- What is being asked
Go through the records line by line from the top and repeat each one exactly, ending with the line that contains "this sample: (133,31).".

- Given records
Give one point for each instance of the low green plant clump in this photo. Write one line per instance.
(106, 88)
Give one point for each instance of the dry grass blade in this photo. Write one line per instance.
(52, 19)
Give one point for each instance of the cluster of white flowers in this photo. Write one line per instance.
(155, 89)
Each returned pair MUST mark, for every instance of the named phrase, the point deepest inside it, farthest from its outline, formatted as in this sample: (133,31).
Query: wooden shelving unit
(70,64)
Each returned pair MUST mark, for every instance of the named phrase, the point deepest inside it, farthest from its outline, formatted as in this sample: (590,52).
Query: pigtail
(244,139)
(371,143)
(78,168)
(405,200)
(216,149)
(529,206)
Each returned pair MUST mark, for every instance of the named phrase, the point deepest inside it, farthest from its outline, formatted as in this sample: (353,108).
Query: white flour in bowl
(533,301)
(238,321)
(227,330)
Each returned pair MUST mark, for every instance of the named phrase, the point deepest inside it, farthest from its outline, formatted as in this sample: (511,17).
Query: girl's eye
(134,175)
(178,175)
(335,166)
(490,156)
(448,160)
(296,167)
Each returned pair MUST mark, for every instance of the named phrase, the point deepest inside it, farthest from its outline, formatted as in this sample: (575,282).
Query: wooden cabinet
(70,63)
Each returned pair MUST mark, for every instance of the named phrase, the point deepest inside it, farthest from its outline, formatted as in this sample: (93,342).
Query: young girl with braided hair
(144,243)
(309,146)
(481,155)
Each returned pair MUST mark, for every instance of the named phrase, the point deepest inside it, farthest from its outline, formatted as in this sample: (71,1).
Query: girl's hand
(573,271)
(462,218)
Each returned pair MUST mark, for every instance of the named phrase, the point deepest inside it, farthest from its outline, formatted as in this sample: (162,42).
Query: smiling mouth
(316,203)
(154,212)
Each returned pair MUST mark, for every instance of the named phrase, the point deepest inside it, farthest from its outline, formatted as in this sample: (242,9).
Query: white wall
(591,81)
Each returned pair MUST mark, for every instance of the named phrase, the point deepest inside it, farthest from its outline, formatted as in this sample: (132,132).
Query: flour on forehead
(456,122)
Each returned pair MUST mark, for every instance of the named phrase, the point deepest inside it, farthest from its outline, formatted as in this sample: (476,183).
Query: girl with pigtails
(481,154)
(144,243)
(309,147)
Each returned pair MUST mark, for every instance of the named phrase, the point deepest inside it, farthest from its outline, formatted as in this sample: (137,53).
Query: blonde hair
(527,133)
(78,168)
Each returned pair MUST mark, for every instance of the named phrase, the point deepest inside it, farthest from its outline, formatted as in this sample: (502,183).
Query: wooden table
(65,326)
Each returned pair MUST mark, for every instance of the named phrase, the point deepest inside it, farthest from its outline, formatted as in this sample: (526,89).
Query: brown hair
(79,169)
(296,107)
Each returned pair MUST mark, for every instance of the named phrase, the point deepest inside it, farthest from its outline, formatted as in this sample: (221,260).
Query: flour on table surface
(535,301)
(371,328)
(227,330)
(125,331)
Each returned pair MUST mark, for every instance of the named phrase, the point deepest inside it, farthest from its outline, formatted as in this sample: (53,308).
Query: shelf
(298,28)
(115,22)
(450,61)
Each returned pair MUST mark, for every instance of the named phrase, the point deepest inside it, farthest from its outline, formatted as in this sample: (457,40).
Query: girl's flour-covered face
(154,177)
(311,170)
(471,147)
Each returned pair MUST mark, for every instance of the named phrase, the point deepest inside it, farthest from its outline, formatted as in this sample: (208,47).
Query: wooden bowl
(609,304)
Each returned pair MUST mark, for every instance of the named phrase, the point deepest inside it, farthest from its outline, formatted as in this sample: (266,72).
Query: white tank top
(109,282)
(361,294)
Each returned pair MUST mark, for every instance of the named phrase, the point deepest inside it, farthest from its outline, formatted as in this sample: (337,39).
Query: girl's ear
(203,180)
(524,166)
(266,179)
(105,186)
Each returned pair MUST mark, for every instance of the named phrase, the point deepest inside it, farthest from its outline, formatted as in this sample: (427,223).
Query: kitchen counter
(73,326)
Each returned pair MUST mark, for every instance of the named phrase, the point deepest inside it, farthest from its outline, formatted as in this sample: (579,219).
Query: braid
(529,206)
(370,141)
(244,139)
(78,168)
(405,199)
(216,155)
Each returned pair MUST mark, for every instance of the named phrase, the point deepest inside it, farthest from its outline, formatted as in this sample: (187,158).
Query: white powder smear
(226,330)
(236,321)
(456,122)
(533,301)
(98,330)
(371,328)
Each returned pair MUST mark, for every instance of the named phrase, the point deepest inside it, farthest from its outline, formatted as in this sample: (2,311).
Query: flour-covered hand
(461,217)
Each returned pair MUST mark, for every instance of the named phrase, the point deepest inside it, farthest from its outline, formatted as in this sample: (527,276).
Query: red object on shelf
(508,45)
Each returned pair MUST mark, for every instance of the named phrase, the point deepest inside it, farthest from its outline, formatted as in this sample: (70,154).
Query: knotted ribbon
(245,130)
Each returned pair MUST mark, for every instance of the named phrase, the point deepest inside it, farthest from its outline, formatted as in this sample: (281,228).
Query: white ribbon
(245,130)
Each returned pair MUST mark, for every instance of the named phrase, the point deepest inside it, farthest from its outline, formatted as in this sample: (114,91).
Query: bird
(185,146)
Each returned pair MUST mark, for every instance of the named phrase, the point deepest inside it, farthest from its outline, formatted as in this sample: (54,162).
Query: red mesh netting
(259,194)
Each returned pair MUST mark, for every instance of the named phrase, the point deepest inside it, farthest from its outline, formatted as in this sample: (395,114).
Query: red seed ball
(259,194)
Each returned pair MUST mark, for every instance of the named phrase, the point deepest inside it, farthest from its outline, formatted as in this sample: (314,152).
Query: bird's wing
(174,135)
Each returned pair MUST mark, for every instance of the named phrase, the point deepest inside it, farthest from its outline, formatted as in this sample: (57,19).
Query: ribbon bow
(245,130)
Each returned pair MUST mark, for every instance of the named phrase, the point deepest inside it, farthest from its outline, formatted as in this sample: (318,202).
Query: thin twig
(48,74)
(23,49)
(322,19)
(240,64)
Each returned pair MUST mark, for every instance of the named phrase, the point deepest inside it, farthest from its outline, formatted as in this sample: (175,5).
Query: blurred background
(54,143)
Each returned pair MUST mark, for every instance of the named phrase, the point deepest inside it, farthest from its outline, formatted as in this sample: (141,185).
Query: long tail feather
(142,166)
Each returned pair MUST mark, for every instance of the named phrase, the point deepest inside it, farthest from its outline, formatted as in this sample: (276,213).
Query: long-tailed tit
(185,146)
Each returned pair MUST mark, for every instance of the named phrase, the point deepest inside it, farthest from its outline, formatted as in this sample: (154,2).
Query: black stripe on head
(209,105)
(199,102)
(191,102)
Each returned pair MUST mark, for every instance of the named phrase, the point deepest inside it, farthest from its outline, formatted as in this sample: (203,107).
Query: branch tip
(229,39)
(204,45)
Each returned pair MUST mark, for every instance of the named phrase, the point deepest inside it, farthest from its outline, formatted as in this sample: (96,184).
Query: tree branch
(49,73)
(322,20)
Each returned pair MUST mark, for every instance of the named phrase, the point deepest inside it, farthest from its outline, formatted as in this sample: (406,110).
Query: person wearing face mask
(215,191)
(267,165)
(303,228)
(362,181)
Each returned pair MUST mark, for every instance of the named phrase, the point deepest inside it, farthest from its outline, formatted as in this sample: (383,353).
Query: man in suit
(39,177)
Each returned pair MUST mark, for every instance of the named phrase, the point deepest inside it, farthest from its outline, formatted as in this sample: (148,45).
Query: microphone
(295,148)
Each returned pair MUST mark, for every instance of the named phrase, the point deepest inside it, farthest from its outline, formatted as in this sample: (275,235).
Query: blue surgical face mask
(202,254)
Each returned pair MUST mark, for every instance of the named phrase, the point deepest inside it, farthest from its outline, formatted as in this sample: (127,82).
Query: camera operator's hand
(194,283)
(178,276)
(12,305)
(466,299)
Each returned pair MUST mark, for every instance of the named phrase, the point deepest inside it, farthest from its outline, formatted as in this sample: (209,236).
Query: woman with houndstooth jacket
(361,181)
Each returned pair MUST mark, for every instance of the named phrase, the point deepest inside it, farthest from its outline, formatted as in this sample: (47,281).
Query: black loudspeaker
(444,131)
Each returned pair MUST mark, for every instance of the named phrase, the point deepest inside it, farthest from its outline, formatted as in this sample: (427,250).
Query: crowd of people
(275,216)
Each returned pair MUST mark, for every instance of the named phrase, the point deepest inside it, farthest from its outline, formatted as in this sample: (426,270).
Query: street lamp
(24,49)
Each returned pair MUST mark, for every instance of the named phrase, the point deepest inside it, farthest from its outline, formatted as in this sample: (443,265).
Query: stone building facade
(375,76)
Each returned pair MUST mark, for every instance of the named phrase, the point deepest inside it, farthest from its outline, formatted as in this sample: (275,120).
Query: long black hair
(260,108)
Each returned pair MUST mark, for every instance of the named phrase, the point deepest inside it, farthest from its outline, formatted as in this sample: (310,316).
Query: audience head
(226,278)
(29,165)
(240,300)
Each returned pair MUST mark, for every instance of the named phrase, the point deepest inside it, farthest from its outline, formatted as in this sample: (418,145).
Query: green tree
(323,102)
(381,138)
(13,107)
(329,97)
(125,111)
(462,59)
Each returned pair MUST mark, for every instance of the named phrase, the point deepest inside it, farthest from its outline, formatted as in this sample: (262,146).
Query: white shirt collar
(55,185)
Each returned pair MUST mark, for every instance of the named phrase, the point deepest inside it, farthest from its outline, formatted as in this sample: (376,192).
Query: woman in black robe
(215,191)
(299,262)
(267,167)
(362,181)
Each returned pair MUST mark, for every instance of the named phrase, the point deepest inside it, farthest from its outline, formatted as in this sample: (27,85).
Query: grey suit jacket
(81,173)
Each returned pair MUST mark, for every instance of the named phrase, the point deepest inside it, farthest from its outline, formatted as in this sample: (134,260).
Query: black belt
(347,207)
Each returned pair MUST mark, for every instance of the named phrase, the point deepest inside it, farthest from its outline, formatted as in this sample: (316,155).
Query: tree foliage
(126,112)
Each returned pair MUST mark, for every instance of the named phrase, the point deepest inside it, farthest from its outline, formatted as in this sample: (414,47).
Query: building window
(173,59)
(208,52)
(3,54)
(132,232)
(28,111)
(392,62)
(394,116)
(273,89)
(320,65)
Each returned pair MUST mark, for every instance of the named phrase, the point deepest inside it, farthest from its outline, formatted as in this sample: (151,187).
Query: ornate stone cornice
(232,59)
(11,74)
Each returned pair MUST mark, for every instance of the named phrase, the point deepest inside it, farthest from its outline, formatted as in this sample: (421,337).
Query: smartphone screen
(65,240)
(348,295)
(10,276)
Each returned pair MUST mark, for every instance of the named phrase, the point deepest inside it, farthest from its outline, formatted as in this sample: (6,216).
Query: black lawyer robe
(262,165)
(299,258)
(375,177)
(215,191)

- Answer to this task
Give one point for each instance of the low green plant clump in this photo. Write one line per instance.
(106, 88)
Give one point for each instance of the dry grass blade in this photo. Write one line per instance.
(52, 19)
Give one point for each instance of the cluster of white flowers in this photo. Write one line per instance.
(155, 89)
Each returned pair MUST mark, for every instance of the named phrase, the point deepest inside it, farthest from its outline, formatted as in this sample: (133,31).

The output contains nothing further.